▶ MATERIAL TO PROCESS:
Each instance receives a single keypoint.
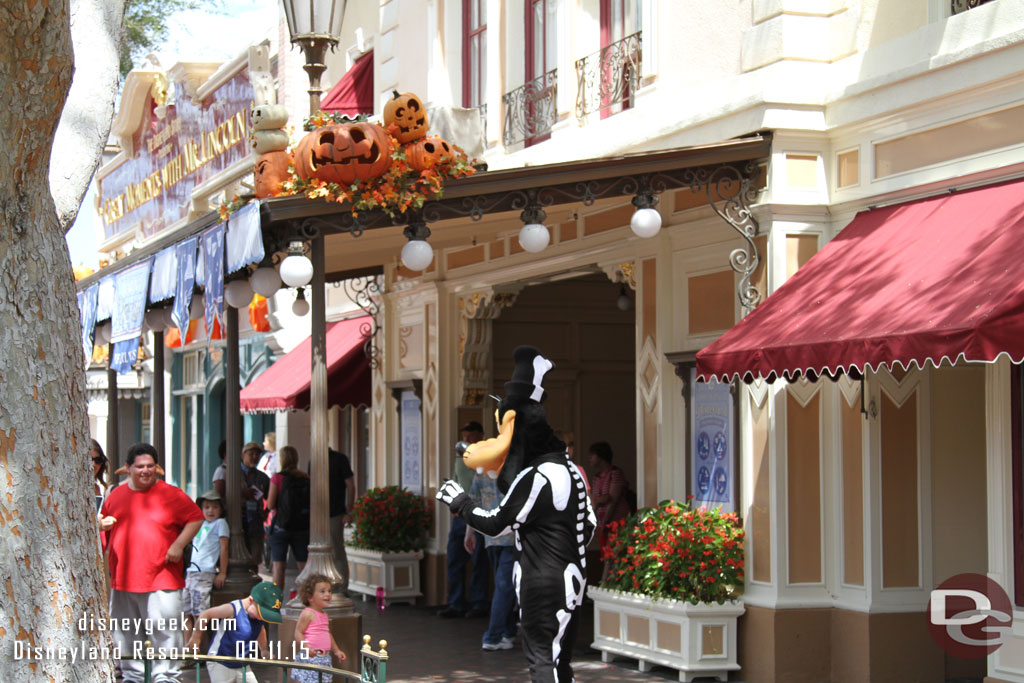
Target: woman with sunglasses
(98, 471)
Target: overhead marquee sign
(190, 144)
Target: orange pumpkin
(270, 172)
(428, 152)
(406, 117)
(344, 153)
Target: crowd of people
(166, 554)
(151, 582)
(489, 558)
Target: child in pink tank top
(313, 642)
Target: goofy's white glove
(449, 492)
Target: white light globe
(265, 282)
(534, 238)
(238, 293)
(296, 270)
(417, 254)
(645, 222)
(198, 307)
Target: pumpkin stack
(406, 118)
(344, 153)
(270, 142)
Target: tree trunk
(49, 560)
(85, 121)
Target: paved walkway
(425, 647)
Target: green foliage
(145, 27)
(390, 519)
(673, 551)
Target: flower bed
(671, 595)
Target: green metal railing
(373, 665)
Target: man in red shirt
(147, 524)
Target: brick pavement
(425, 647)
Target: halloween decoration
(406, 117)
(268, 117)
(268, 140)
(426, 152)
(546, 506)
(271, 171)
(344, 153)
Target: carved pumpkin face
(271, 170)
(426, 153)
(406, 117)
(344, 153)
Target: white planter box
(697, 640)
(397, 572)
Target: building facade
(867, 103)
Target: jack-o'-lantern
(406, 117)
(270, 172)
(428, 152)
(344, 153)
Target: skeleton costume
(546, 506)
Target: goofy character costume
(546, 506)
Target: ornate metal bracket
(365, 292)
(730, 195)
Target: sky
(218, 34)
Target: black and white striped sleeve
(514, 509)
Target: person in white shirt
(268, 463)
(208, 565)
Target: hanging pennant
(213, 251)
(185, 264)
(245, 241)
(87, 306)
(130, 288)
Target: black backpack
(293, 506)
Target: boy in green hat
(239, 632)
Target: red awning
(285, 385)
(939, 278)
(353, 94)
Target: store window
(474, 52)
(1017, 404)
(621, 46)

▶ DESCRIPTION OF THE TASK: Reproduce every line of the records above word for word, leaving out the picture.

▶ OUTPUT OF THE TASK:
Each instance receives a single keypoint.
Target: woman with sunglasses
(98, 471)
Target: overhead marquee sign
(190, 144)
Target: orange pumpkin
(270, 172)
(428, 152)
(406, 117)
(344, 153)
Target: crowd of people
(166, 554)
(151, 582)
(489, 558)
Target: child in pink tank top
(313, 642)
Target: goofy's white glove
(449, 492)
Target: white light globe
(265, 282)
(534, 238)
(238, 293)
(296, 270)
(417, 254)
(645, 222)
(198, 307)
Target: pumpkin stack
(406, 118)
(344, 153)
(270, 142)
Target: tree trunk
(49, 560)
(85, 121)
Target: paved walkway
(425, 647)
Target: green foliage
(145, 27)
(390, 519)
(673, 551)
Target: flower bed
(671, 595)
Target: green metal railing
(373, 665)
Target: man in red shirt
(147, 524)
Target: brick pavement
(425, 647)
Target: halloween decoration
(406, 117)
(268, 117)
(268, 140)
(426, 152)
(546, 506)
(271, 171)
(344, 153)
Target: carved pumpkin face
(271, 170)
(426, 153)
(406, 117)
(344, 153)
Target: white planter box
(697, 640)
(397, 572)
Target: building facade
(867, 103)
Target: jack-o'-lantern
(406, 117)
(270, 172)
(428, 152)
(344, 153)
Target: skeleton costume
(546, 506)
Target: goofy character costume
(546, 506)
Target: ornate metal bracket
(365, 292)
(730, 195)
Target: sky
(218, 34)
Target: black and white striped sleeve
(514, 509)
Target: person in white shirt
(268, 463)
(208, 565)
Target: hanging pennant
(213, 251)
(185, 264)
(245, 241)
(87, 306)
(130, 288)
Target: black backpack
(293, 506)
Target: boy in green hat
(239, 632)
Target: red awning
(285, 385)
(939, 278)
(353, 94)
Target: store window
(474, 52)
(1017, 404)
(621, 46)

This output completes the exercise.